● Task details
Whenever a line carries the word "pixels", pull it out of the entries.

----

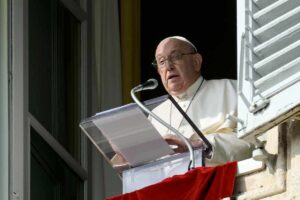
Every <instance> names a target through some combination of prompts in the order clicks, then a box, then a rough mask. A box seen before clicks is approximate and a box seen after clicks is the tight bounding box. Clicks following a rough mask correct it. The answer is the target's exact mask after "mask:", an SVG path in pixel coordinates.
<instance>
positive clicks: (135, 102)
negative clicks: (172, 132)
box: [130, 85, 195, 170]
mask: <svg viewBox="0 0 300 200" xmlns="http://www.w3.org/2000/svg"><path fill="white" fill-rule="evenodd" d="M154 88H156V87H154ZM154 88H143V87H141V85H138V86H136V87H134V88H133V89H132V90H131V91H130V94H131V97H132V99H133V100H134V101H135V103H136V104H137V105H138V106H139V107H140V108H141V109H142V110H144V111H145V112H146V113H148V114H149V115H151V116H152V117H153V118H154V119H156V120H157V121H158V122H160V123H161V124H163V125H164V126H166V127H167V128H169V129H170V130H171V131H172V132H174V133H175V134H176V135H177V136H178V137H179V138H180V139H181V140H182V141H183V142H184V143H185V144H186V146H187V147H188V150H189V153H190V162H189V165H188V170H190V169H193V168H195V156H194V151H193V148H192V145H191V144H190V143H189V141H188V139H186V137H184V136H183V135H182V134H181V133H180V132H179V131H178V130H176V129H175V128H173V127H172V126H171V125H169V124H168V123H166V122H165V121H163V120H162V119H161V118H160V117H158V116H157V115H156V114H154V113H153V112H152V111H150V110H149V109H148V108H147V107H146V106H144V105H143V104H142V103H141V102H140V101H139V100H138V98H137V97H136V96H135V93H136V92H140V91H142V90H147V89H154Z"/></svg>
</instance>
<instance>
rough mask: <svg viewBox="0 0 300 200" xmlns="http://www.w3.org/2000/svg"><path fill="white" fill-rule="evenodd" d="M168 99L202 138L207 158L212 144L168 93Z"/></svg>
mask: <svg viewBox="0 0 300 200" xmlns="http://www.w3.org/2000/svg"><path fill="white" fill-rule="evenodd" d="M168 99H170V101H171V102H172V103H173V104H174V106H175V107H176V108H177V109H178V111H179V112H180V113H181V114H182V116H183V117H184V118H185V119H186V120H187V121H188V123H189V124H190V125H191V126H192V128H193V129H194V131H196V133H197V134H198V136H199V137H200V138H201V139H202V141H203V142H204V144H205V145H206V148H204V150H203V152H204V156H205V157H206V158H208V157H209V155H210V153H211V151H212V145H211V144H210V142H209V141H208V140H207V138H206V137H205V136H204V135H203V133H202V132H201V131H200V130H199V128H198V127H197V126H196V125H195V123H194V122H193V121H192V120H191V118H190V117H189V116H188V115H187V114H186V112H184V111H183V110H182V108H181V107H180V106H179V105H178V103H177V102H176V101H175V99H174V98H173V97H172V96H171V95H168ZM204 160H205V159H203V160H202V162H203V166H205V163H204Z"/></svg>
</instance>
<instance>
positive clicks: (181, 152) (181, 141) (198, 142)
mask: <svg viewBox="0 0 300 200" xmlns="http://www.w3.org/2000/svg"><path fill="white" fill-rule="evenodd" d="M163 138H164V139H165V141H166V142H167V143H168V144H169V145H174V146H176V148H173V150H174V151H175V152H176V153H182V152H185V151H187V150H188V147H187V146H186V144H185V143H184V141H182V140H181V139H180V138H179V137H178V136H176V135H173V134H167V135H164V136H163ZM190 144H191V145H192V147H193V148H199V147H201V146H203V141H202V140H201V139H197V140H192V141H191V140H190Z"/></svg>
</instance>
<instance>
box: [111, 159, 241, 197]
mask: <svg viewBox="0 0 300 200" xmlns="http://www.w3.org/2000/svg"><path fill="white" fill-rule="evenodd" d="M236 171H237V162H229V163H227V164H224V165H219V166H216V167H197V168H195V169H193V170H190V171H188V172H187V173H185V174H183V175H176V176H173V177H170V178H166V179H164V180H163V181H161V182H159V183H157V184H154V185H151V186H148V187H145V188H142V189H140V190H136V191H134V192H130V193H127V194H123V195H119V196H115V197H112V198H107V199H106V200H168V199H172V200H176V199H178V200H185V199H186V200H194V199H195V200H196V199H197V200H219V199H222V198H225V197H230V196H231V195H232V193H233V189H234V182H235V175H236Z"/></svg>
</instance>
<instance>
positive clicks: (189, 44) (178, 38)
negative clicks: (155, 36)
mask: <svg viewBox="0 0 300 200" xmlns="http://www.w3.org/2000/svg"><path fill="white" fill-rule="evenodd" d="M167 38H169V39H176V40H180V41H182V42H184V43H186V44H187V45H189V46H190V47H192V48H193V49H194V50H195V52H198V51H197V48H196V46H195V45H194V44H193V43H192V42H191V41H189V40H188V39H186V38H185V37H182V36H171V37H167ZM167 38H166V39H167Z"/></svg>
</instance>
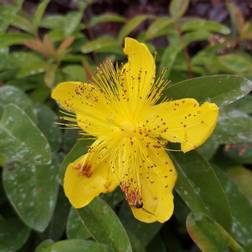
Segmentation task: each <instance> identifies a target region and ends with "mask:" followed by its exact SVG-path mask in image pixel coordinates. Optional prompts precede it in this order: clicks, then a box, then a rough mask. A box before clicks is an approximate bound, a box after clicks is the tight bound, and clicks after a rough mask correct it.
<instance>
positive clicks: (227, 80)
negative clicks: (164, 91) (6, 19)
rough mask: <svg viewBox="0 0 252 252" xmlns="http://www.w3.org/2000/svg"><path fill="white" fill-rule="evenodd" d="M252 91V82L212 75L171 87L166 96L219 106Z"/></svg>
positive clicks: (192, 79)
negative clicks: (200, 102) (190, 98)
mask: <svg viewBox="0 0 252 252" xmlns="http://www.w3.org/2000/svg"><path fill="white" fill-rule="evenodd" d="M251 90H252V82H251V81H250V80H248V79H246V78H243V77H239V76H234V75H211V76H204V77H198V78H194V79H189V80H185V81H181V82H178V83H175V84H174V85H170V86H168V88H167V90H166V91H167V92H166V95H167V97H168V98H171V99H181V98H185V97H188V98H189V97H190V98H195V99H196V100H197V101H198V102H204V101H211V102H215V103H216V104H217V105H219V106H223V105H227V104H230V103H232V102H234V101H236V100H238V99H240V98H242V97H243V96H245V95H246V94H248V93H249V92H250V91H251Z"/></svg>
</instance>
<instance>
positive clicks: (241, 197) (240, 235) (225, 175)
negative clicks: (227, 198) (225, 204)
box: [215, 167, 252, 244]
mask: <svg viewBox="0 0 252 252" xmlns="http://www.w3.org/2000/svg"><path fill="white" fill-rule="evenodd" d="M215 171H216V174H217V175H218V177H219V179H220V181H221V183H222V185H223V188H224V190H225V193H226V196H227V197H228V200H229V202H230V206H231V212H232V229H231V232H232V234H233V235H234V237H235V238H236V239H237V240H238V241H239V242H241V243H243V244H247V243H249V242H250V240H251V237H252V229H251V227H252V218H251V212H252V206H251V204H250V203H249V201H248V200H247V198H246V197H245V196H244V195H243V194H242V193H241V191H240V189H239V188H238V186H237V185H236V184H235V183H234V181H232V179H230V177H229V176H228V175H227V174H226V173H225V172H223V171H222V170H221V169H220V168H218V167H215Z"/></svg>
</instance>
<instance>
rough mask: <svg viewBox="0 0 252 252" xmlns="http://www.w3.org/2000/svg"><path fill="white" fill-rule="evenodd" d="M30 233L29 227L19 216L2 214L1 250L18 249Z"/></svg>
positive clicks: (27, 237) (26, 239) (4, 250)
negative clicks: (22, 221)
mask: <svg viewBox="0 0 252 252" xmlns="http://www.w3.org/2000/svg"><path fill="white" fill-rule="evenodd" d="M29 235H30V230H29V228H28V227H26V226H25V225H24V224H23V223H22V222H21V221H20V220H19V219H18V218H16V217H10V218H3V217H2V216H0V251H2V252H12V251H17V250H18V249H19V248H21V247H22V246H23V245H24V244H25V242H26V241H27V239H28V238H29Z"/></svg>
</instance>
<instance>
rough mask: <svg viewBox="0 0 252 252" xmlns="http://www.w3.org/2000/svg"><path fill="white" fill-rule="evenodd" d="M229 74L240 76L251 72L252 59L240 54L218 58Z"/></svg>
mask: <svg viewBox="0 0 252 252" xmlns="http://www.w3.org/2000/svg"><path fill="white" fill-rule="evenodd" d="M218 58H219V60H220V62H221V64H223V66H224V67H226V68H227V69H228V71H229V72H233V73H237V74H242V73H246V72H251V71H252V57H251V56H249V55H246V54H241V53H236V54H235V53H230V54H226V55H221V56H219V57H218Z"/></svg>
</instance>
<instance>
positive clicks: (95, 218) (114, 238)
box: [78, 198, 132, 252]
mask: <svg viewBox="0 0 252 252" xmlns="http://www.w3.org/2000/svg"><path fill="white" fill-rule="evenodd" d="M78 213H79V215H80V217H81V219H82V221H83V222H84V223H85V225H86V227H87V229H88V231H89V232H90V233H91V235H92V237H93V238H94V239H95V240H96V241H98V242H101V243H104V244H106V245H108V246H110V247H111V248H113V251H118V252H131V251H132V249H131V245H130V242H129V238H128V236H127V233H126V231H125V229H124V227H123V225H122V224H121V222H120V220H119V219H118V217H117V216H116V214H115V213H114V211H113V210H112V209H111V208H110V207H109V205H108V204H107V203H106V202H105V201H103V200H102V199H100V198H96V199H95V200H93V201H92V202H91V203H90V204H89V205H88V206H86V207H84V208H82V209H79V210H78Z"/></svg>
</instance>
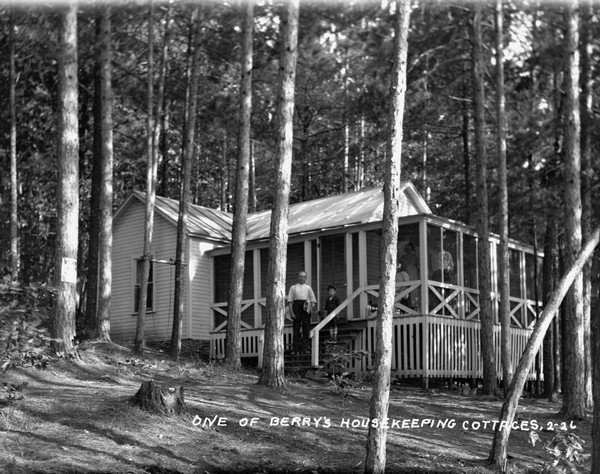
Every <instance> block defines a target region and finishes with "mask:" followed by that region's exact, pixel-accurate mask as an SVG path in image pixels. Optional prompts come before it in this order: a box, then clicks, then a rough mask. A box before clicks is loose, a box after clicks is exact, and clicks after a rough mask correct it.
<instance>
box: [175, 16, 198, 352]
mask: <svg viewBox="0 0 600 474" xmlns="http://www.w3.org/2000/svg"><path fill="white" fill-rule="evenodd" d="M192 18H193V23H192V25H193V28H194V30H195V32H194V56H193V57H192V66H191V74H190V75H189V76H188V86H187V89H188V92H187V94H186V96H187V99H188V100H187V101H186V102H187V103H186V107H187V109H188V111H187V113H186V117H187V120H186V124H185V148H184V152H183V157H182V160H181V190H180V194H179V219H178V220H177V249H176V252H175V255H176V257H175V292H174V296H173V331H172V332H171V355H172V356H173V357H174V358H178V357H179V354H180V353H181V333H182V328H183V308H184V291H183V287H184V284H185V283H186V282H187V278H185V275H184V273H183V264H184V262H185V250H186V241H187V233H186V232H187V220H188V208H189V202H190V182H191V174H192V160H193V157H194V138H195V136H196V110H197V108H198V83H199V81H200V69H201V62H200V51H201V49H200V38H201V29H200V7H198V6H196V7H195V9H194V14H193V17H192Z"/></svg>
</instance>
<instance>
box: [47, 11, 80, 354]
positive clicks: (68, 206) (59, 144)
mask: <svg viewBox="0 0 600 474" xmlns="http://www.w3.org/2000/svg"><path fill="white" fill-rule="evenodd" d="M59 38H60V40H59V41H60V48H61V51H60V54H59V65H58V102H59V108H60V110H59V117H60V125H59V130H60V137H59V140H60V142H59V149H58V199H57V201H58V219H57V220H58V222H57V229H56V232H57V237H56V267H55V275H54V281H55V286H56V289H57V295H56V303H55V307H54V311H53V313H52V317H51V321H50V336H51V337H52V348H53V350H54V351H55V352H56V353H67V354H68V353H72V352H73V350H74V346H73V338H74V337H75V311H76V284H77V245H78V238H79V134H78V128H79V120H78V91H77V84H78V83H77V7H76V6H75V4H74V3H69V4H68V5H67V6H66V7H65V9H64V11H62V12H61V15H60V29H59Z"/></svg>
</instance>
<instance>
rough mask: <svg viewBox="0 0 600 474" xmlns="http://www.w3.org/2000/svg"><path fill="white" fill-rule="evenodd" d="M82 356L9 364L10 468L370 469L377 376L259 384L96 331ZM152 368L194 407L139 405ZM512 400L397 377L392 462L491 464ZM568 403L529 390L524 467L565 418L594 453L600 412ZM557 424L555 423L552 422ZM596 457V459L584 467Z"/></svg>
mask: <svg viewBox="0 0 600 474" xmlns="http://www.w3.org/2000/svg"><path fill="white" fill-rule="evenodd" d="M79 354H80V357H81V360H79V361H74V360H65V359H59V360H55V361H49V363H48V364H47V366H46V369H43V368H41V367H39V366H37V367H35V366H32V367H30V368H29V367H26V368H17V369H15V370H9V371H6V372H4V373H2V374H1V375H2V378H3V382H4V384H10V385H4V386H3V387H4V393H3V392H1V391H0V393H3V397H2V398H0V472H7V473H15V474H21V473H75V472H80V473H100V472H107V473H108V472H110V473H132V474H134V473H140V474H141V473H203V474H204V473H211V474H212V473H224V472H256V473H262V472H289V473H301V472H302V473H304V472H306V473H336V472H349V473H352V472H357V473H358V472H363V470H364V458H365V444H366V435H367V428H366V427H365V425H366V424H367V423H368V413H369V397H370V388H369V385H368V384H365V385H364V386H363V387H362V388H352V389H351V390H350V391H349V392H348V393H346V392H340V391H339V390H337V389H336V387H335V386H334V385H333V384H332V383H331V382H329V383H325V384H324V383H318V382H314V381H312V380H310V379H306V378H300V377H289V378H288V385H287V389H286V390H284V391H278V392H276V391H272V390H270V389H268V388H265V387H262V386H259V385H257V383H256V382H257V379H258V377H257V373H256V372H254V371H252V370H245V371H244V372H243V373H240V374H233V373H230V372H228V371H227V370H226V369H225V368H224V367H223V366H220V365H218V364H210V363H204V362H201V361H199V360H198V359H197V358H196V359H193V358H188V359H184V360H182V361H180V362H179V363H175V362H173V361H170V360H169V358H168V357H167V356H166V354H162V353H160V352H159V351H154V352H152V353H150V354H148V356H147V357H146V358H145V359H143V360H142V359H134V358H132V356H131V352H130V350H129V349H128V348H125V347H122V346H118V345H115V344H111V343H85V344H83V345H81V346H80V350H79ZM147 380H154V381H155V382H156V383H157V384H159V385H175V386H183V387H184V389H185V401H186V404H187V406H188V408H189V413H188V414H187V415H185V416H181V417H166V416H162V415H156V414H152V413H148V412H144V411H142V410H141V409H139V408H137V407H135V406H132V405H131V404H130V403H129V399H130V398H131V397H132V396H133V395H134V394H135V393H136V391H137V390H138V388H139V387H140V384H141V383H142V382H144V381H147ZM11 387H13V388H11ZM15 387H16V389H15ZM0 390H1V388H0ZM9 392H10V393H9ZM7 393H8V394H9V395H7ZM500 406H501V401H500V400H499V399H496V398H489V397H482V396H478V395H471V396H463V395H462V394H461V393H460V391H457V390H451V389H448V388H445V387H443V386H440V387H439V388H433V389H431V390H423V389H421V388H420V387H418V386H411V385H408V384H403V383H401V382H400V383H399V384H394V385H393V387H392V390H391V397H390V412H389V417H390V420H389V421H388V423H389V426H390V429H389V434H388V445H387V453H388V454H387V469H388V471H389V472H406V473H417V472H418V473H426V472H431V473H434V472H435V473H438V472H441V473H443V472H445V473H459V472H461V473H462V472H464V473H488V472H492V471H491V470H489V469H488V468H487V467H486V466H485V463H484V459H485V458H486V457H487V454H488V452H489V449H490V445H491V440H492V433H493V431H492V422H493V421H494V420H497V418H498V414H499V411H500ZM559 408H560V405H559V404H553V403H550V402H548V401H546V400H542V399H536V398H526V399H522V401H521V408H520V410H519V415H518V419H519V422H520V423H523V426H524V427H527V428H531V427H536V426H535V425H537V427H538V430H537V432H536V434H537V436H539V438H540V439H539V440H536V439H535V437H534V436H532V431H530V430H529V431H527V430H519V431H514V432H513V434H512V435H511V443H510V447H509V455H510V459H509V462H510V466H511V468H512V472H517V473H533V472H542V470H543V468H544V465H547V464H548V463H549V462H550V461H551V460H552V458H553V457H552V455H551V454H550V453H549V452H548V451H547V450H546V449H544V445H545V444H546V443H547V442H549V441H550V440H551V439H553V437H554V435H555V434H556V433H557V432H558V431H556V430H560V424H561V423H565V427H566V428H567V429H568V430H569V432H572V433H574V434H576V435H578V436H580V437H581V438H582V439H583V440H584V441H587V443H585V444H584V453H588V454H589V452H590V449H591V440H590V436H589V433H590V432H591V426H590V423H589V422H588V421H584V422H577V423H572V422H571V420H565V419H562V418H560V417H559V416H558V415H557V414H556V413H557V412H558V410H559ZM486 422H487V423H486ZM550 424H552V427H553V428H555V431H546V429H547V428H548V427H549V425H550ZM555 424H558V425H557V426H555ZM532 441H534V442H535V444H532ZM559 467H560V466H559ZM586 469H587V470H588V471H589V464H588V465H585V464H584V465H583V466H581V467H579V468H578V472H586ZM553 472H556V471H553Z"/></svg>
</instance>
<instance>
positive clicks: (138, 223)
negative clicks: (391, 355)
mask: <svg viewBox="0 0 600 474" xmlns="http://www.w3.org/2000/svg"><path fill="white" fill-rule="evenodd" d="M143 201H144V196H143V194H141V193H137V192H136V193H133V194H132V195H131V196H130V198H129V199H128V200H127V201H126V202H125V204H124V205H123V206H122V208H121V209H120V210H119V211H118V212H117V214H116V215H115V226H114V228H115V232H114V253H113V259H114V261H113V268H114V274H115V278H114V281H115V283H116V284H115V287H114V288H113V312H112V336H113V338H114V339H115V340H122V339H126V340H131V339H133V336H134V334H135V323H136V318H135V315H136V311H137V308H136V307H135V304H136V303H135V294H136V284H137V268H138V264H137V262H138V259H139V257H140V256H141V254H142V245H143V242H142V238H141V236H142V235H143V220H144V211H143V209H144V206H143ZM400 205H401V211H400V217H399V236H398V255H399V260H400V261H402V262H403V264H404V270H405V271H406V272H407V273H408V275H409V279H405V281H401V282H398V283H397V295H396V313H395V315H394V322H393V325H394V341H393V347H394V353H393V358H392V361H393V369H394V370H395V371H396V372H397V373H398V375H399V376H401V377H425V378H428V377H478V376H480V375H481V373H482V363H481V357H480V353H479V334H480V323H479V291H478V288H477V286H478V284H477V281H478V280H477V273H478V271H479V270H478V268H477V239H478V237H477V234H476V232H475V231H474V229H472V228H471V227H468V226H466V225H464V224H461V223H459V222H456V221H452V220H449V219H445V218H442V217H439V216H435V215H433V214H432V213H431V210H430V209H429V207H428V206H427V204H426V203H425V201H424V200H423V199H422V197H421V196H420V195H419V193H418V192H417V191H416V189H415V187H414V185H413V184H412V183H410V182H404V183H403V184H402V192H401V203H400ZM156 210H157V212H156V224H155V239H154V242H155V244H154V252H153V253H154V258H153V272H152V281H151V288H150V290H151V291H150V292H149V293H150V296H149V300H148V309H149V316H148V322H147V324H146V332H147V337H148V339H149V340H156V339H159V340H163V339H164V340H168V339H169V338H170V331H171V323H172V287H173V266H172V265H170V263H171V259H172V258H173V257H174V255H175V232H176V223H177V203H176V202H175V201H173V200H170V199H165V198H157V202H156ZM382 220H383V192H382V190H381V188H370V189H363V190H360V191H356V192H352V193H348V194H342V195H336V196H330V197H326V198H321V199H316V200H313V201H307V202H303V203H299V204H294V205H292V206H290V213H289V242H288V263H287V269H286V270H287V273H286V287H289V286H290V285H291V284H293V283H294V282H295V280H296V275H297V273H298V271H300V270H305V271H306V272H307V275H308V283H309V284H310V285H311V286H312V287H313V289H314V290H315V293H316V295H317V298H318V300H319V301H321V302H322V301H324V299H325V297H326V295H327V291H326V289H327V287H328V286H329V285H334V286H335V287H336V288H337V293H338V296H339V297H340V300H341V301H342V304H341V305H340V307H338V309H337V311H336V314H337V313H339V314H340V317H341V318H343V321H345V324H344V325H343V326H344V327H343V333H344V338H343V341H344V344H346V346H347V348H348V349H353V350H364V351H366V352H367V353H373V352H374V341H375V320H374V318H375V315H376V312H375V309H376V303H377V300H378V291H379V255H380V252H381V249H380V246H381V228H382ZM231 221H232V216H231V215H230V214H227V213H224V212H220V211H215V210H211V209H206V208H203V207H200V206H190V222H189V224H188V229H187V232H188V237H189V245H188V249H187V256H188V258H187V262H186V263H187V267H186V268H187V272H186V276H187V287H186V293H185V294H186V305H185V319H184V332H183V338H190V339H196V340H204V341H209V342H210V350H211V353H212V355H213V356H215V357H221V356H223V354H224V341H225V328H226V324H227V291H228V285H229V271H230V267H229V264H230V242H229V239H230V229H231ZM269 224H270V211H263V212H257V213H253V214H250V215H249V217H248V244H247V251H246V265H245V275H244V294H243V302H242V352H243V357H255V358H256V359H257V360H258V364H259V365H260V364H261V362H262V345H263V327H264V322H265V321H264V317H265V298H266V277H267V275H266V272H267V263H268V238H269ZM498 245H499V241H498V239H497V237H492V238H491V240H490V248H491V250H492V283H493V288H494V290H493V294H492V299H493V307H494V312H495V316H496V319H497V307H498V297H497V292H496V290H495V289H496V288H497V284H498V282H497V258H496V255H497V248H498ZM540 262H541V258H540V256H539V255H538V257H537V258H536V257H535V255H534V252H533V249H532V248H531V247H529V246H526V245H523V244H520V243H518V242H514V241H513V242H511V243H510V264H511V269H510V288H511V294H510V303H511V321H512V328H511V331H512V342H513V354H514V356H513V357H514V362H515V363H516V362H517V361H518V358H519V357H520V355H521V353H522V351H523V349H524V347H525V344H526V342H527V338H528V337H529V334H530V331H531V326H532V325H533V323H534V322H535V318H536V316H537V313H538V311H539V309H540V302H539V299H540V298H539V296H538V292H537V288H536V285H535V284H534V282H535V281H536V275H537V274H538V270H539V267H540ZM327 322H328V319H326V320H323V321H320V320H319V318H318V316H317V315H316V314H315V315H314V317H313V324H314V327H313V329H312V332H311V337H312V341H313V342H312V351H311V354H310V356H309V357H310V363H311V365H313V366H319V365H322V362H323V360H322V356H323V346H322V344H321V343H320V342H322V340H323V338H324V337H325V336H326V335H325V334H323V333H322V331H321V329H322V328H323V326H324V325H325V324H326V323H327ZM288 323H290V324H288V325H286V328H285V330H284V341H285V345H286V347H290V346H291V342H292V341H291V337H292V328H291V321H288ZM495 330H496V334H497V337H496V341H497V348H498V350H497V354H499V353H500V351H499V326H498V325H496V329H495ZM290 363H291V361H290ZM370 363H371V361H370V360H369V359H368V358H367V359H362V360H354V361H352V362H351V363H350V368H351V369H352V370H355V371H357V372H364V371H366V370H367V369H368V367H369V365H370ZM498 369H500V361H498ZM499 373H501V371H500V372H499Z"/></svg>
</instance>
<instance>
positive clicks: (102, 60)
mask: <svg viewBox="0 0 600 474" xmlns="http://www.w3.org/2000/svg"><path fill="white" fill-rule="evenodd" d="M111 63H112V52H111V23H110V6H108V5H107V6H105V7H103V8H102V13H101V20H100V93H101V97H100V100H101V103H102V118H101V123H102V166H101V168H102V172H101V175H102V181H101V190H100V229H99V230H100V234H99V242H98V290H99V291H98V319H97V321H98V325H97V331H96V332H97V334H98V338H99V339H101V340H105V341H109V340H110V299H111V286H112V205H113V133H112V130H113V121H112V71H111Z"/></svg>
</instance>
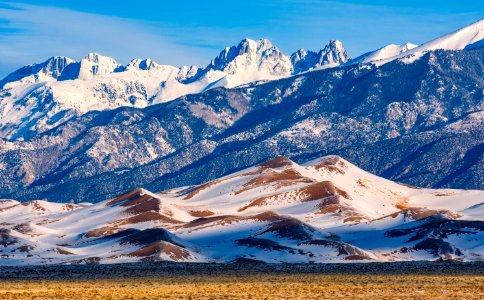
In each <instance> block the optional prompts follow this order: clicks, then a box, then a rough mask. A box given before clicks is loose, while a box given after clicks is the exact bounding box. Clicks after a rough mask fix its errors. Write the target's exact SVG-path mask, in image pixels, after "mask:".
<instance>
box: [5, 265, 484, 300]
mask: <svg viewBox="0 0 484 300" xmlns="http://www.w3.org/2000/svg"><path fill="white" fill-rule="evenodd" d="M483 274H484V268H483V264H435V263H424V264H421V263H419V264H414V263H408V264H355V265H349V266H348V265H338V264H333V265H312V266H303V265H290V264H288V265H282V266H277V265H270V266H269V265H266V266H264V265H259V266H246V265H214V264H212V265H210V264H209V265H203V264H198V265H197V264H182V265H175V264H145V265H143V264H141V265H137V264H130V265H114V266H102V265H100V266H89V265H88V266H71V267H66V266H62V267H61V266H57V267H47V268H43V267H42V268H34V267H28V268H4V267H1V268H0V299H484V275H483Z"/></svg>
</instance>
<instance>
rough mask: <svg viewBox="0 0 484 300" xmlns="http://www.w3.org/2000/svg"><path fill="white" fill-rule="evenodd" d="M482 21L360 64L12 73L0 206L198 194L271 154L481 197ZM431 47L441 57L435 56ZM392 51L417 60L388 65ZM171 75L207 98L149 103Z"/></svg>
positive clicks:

----

● Answer to this exercise
Every <instance> block defines a target region and finishes with "mask:" followed by that region's exact, pixel-accurate mask as an SVG path in image pixels. Optional prompts come before it in this order: a box, then clicks, then a rough mask. A box before clicks is loose, a box after clicks is exact, and clicks after a rough mask correct it.
In each <instance> block the optional prompts follow this order: clicks, then a box, then a rough mask. A box given before clicks is loose, while a box given after clicks is the exact bounding box. Clicks after a rough mask fix its errors. Write the target's exact SVG-path mask, in image pixels, after "mask:".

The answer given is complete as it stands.